A single number is the answer: the count of lines in the records that hold the word "every".

:: Information provided ::

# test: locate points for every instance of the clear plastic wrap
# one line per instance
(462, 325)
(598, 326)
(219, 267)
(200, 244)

:::
:: Information provided ::

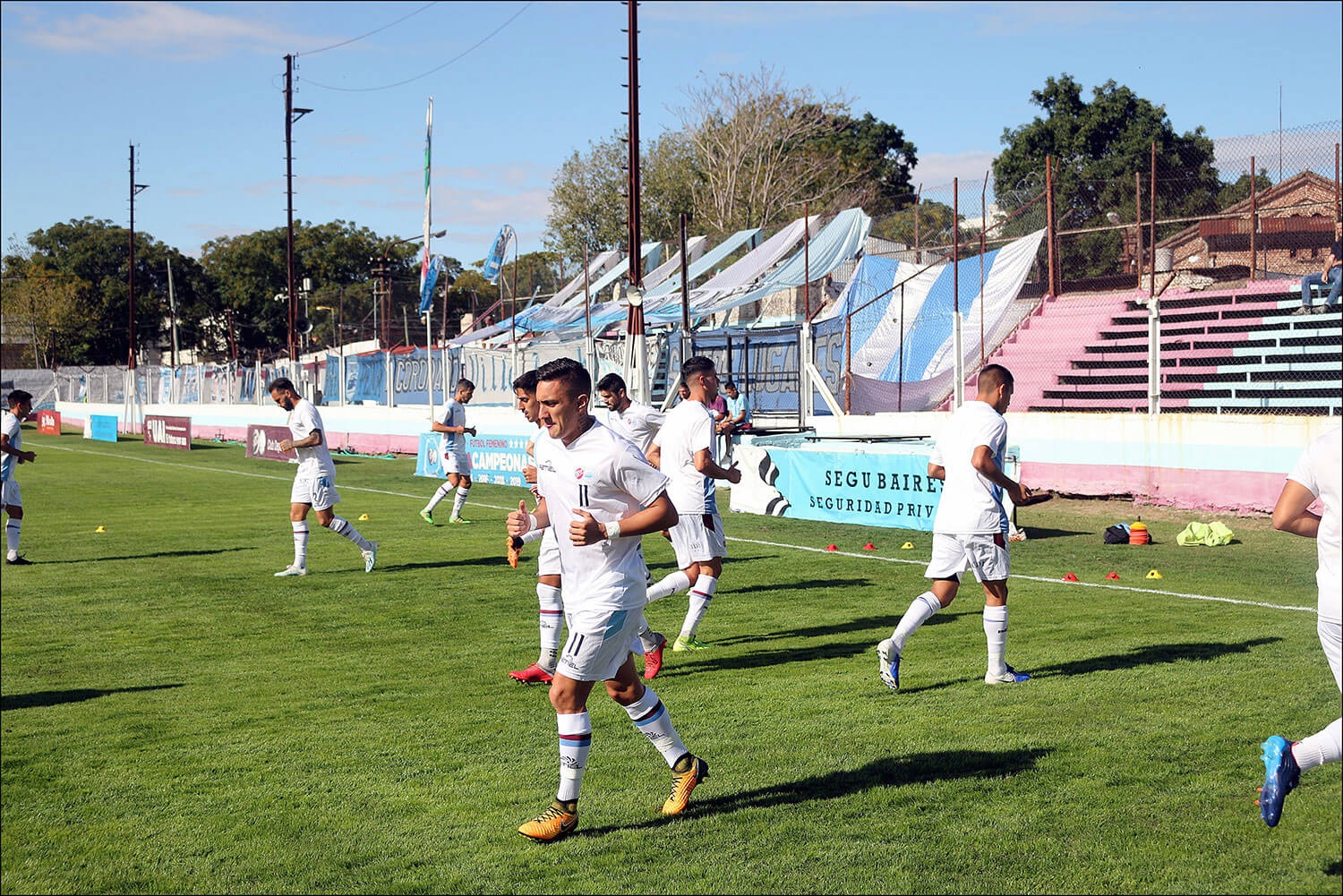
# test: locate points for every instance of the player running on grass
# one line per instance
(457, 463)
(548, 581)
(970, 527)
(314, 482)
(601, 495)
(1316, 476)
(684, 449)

:::

Expected answer -> 2